Records from a collection ::
>>>>
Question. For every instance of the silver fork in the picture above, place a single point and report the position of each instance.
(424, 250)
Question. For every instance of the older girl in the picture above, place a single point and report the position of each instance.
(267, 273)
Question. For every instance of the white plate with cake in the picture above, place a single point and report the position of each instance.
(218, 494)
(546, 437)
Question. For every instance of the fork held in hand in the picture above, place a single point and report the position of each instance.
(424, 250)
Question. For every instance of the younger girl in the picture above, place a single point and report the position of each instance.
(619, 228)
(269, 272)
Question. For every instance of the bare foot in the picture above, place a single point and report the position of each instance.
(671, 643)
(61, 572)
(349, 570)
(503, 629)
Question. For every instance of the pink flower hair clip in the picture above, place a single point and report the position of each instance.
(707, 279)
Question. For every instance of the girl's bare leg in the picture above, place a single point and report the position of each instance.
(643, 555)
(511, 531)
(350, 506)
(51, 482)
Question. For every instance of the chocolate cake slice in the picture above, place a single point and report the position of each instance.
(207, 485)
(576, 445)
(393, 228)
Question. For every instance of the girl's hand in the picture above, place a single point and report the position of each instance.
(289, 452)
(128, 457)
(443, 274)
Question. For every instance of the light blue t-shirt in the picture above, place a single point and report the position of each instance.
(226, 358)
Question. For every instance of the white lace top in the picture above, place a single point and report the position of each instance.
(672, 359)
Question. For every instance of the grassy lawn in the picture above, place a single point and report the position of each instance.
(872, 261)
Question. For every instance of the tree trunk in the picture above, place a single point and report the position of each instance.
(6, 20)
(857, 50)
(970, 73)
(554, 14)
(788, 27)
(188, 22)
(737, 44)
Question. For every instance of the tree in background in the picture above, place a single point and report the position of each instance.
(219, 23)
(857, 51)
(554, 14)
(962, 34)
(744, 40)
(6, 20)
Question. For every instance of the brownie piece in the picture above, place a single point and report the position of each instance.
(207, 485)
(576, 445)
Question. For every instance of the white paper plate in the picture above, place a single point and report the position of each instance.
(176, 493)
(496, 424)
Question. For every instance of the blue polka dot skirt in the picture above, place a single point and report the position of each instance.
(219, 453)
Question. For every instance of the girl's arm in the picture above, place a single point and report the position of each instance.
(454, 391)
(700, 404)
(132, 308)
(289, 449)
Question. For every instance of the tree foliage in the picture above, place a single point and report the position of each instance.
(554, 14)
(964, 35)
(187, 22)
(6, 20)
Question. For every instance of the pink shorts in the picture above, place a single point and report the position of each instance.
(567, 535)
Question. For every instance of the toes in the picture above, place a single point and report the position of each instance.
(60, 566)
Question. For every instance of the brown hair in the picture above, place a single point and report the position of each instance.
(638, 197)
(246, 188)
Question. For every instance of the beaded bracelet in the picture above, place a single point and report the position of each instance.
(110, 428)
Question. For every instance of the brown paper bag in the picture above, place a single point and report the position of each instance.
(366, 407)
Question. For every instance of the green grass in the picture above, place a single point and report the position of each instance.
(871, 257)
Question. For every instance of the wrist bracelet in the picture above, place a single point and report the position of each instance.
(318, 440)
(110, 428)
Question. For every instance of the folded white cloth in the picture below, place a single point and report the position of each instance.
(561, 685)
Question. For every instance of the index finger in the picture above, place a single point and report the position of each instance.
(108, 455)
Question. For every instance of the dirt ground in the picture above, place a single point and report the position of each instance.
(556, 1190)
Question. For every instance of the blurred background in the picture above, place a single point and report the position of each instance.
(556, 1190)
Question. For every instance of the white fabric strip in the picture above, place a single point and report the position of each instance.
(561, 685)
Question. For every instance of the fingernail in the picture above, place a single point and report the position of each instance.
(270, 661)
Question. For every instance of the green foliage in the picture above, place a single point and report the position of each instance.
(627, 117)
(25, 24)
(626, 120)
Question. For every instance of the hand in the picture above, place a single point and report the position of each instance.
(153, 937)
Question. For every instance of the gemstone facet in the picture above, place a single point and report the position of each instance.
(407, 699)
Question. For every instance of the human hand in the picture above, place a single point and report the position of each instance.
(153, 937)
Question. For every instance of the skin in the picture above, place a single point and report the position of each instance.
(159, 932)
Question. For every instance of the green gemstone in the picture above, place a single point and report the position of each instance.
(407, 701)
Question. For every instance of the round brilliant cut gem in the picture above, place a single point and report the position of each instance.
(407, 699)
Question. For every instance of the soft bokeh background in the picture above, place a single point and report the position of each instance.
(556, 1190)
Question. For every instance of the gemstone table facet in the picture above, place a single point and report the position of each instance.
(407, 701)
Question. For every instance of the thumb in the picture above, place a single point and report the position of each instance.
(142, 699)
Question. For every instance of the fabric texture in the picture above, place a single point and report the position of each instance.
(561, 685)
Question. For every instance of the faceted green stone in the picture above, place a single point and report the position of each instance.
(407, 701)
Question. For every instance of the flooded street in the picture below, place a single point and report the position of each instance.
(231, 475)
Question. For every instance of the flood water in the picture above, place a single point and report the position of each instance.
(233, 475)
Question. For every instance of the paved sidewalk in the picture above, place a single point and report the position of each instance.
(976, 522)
<<<<
YOUR ASSIGNMENT :: Render the whole set of entries again, exactly as given.

EXERCISE RESPONSE ::
Question. For every instance of the silver fork in the picture above, place a single point and report the position of each instance.
(424, 250)
Question. For every instance of the older girl in the picture above, place a single point and report the position of each instance.
(267, 273)
Question. For every instance of the white plate with cake in the picture above, place a single point and report the position of each instance.
(218, 494)
(546, 437)
Question. For every instance of the fork held in hand in the picture above, place a single point and report the position of each instance.
(424, 250)
Question. For every instance of the younger girl in the picture above, place a single point and report the position of each instance.
(619, 228)
(269, 272)
Question. For every instance of the bare foot in the picture above, place a single point and report the position of each instance.
(671, 643)
(61, 572)
(349, 570)
(503, 629)
Question. For every instance of the pink flower hair clip in the picture above, place a single point and report the position of each instance.
(707, 279)
Question. For every instance of the girl's bare leg in the picture above, place a single point and report the position of each instance.
(643, 555)
(511, 531)
(350, 506)
(51, 482)
Question. For every instance of the chocolate cake slice in the picture above, place a single point and report the position of each instance.
(207, 485)
(576, 445)
(393, 228)
Question. For every instance of the girl's hand in the picture above, place a single point and report the position of each instance.
(289, 452)
(128, 457)
(443, 274)
Question. For every instance of the light blue t-shirt in the picture above, place a single point and report the position of each instance.
(226, 358)
Question. For every instance of the white lace top in the picture above, place a single point and report the position of each instance.
(672, 359)
Question. For every instance of the grassy lawn in the picture above, place a single point and report the position of each instance.
(872, 261)
Question. For every instance of the tree trunk in the picture above, place a single point and report the position of each instance.
(6, 20)
(857, 50)
(970, 73)
(554, 14)
(788, 27)
(188, 22)
(737, 44)
Question. For every instance of the tree in background in the picture above, place a single point and report the position of each instance.
(219, 23)
(857, 51)
(554, 14)
(962, 34)
(744, 40)
(6, 20)
Question. For every instance of the brownie piece in the picture above, place a single point and report the position of each instance.
(207, 485)
(576, 445)
Question. For every instance of the white paper plate in the picture above, place a single point and report the position of each instance.
(176, 493)
(496, 424)
Question. For every instance of the blue polka dot skirt in the picture above, place a single point and report the position of each instance.
(219, 453)
Question. For every instance of the girl's arm in the picture above, place a single point and report the position of each instance.
(454, 391)
(700, 404)
(132, 308)
(289, 449)
Question. For every instance of the tree foliage in the picture above, place a single point and report the position of each instance.
(554, 14)
(964, 35)
(187, 22)
(6, 20)
Question. For every instance of the pink shorts in the picture above, place a single point and report the position of each instance.
(567, 535)
Question. For every instance of the toes in the picture above, place a single point and report the position of each instance.
(60, 566)
Question. For every instance of the brown hair in the picture above, place a single point and report the position of each instance.
(638, 197)
(246, 188)
Question. For every instance of the beaded bracelet in the picture above, place a single point and report the position of each instance.
(110, 428)
Question. For every instance of the brown paper bag in the picture above, place a single point and report the position of each instance.
(366, 407)
Question. For every instance of the green grass in the picture above, place a single point and report the position of each instance.
(871, 257)
Question. For every instance of the wrist bracelet in the picture above, place a single point and report the position of each instance.
(318, 440)
(110, 428)
Question. For every instance of the folded white cloth in the picture below, place a single point and report the position of each instance.
(561, 685)
Question. For every instance of the index finger in the picture above, place a single point and report the position of each instance.
(108, 455)
Question. For every instance of the dirt ground in the picture above, place a single point and report the position of each instance.
(556, 1190)
Question. For every instance of the blurred background in the picture above, place a single point and report the position of each instance.
(556, 1190)
Question. For every instance of the white fabric strip in the picture above, place a single point and report the position of each instance.
(561, 685)
Question. For every instance of the fingernail in the picture above, place a single point and report the position of each instance.
(270, 661)
Question. For every instance of the green foliage in the picture above, place a single point and report the position of each instance.
(627, 117)
(25, 24)
(626, 120)
Question. For every instance of the hand in the picture above, place a single point and report the position of each instance.
(153, 937)
Question. For every instance of the gemstone facet in the picture above, place a single point and report the position of each instance.
(407, 699)
Question. For every instance of the human hand in the picture above, place a single point and report the position of each instance.
(153, 937)
Question. For every instance of the skin in the picture above, place a single point and report the position of each instance.
(159, 932)
Question. For every instance of the green gemstone in the picture above, place a single point and report the position of each instance.
(407, 701)
Question. For every instance of the round brilliant cut gem in the picture above, place a single point and report the position of each instance.
(407, 699)
Question. For every instance of the soft bokeh background in the picture above, place a single point and report the position of each instance.
(556, 1190)
Question. For every instance of the gemstone table facet in the picture above, place a single point and report the position of each instance.
(407, 701)
Question. For every instance of the thumb in the picture above, place a single point and report the position of each instance.
(142, 699)
Question. For every instance of the fabric texture in the picture above, place a single point and report the position of each instance.
(561, 685)
Question. For every instance of the faceted green stone in the picture above, place a single point and report the position of each instance.
(407, 701)
Question. For every instance of the flooded street in the picture below, place a single point and report the position of each instance.
(231, 475)
Question. For every instance of the flood water in the picture above, place a single point and report the position of each instance.
(233, 475)
Question. For every instance of the paved sidewalk in the picture above, place a single point and report the position of each instance.
(976, 522)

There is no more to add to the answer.